Lines outside the range are not wanted. Give again exactly the lines between the line holding "Target: chick head" and the line holding "Target: fern leaf", inclusive, from the listing below.

[Start of Attachment]

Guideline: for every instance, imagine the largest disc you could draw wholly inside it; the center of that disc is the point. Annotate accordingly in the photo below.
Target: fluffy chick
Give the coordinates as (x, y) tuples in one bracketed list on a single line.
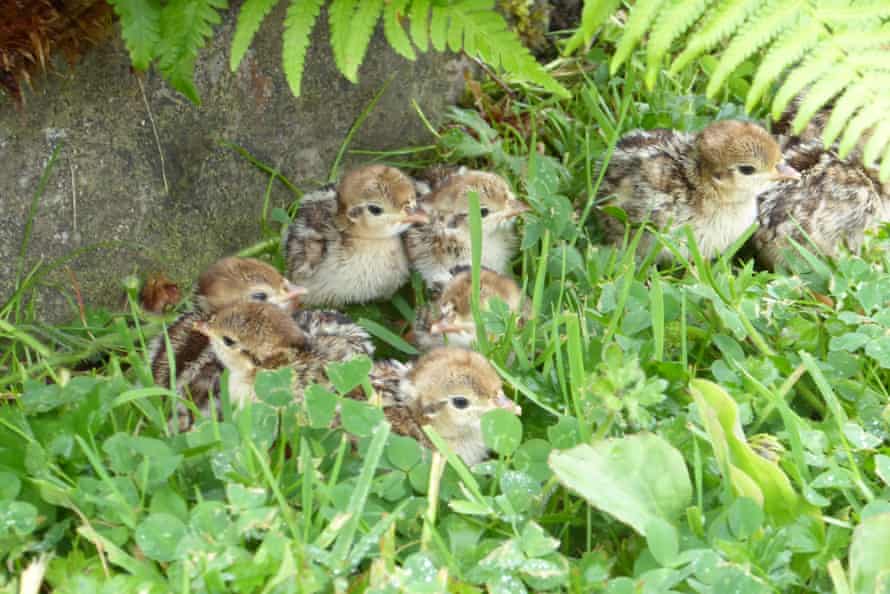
[(344, 245), (708, 180), (250, 337), (450, 316), (442, 244), (449, 389), (227, 282), (833, 204)]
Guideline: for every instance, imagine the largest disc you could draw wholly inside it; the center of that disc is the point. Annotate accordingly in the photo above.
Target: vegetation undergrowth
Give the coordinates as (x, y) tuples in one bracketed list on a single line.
[(704, 428)]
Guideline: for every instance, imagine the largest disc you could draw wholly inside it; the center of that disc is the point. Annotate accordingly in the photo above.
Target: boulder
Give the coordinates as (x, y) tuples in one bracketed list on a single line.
[(141, 182)]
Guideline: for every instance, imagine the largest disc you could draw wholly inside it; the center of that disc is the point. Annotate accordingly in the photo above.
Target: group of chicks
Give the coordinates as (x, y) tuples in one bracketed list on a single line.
[(733, 174), (358, 241), (354, 242)]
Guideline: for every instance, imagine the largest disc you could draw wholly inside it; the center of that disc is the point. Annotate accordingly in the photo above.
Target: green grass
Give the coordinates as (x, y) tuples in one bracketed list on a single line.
[(582, 497)]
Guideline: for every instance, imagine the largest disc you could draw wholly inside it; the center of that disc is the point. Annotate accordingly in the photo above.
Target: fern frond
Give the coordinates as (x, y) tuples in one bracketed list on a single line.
[(298, 24), (593, 15), (361, 29), (867, 117), (393, 31), (880, 138), (637, 25), (340, 14), (673, 20), (140, 28), (249, 20), (782, 54), (718, 25), (758, 32), (809, 70), (849, 103), (420, 13), (185, 27)]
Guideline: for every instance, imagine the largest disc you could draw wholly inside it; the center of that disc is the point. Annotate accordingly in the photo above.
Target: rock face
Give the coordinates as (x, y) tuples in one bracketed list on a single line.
[(141, 182)]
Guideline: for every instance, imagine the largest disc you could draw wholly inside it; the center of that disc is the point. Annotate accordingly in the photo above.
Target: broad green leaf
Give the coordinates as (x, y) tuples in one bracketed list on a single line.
[(502, 431), (274, 387), (870, 556), (634, 478), (159, 536), (749, 474)]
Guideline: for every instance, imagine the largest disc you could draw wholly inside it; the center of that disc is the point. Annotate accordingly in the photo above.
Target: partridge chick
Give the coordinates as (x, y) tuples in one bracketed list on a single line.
[(449, 389), (444, 243), (833, 203), (250, 337), (344, 245), (226, 282), (708, 180), (451, 316)]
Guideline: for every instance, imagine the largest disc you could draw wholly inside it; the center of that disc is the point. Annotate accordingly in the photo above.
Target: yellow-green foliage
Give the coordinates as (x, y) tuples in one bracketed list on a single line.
[(827, 50)]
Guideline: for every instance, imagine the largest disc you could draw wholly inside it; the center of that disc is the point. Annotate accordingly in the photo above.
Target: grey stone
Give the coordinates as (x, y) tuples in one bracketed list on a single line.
[(108, 184)]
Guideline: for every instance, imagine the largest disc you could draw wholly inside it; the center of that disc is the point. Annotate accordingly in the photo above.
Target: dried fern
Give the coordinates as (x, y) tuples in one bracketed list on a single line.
[(172, 33), (833, 52)]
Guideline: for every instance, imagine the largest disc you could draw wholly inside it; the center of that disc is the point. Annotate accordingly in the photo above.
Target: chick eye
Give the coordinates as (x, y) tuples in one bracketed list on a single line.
[(460, 402)]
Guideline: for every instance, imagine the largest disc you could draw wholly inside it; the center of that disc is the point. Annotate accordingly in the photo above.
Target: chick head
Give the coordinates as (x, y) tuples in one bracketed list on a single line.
[(455, 315), (247, 337), (244, 280), (741, 159), (450, 202), (453, 388), (378, 202)]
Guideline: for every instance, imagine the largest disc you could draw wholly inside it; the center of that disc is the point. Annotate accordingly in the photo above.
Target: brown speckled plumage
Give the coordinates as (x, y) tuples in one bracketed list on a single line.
[(708, 180), (833, 203), (451, 316), (444, 243), (344, 244), (449, 389)]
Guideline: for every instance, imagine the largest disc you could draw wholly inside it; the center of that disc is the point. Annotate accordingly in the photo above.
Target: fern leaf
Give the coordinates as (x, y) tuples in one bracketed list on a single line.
[(439, 27), (808, 71), (880, 138), (185, 27), (362, 28), (642, 14), (673, 20), (392, 29), (820, 94), (884, 173), (298, 24), (718, 25), (340, 14), (140, 28), (867, 117), (782, 54), (853, 98), (594, 15), (249, 19), (420, 11), (758, 32)]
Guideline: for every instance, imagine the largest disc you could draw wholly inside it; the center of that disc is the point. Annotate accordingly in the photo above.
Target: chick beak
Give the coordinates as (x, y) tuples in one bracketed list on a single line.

[End of Attachment]

**RESPONSE**.
Target: chick head
Give the coordinates as (x, y) tuples in one bracketed list on a single line.
[(455, 315), (247, 337), (244, 280), (741, 159), (450, 202), (453, 388), (378, 202)]
Guideline: for every instance, imagine the largest disc you could draw wholly inside it; the center of that disc is the point. Annotate accordingly in the photo above.
Target: brown speckled plumage
Give the coordinates as (x, y) tuples in one bracketed list on a single line.
[(708, 180), (833, 203), (451, 316), (444, 243), (344, 244), (449, 389)]
Guideline: for every instance, imagine the largest disc you could draw wholly inside it; the center of that disc is the point. Annotate accordingly in the photo above.
Target: fern leaf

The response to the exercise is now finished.